| Task requirements |
Rewrite each line from the one containing "Expected behaviour: for every instance of the handbag" through the end of the items, both ends inclusive, keeping all wording and shifting every coordinate value in the answers up by 130.

━━ Material

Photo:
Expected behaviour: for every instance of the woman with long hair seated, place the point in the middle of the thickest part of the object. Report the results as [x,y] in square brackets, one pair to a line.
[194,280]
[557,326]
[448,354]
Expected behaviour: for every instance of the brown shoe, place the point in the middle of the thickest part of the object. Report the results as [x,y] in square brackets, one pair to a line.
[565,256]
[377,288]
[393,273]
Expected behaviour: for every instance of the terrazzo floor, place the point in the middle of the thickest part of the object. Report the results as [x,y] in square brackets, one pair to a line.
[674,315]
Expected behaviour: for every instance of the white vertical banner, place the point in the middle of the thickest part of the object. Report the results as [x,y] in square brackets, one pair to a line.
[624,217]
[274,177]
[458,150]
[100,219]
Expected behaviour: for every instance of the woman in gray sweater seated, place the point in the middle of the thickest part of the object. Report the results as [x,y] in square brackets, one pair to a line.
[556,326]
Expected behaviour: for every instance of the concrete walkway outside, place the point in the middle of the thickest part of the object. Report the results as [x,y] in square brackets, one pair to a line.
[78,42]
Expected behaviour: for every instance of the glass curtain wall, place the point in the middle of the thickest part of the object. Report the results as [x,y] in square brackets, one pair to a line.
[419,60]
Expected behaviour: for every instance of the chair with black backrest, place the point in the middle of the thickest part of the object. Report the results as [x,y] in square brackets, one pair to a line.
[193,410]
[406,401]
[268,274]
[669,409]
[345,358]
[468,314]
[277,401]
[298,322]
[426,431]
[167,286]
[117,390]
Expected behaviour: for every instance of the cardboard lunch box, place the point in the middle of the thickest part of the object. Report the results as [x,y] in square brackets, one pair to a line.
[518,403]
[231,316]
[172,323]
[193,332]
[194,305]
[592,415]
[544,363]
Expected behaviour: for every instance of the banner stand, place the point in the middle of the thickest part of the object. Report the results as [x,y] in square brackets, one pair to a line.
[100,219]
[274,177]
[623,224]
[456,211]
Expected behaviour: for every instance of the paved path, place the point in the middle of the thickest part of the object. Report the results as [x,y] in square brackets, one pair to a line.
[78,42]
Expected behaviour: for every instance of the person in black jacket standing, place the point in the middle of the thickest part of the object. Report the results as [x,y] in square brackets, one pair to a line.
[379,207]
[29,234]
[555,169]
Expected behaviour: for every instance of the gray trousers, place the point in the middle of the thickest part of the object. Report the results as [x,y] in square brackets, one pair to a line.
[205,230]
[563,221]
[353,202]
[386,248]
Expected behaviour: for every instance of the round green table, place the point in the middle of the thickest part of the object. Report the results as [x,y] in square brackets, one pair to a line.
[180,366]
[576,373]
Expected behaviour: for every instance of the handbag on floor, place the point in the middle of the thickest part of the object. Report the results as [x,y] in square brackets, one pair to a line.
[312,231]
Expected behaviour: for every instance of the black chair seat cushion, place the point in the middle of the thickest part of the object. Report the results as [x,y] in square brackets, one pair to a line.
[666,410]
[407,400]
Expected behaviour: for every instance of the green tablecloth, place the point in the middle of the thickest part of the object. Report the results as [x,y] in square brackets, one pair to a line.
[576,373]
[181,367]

━━━━

| Problem solution |
Expected behaviour: for every instance of the handbag on floor, place the point in the middle of the thickest part of the object. Report the results as [x,y] in square brackets, one pair to a line.
[442,361]
Expected behaviour: for every instance of the black chair seat cushion, place the point in the middle of the thickest part of the object. Report the results as [x,y] in square brackets, one pair to a line.
[796,540]
[537,530]
Expected behaviour: for every instance of the green tablecloth, place the point in the middle of the thickest part of the object. Report the results as [x,y] in square brackets, one pair to a line.
[706,503]
[311,497]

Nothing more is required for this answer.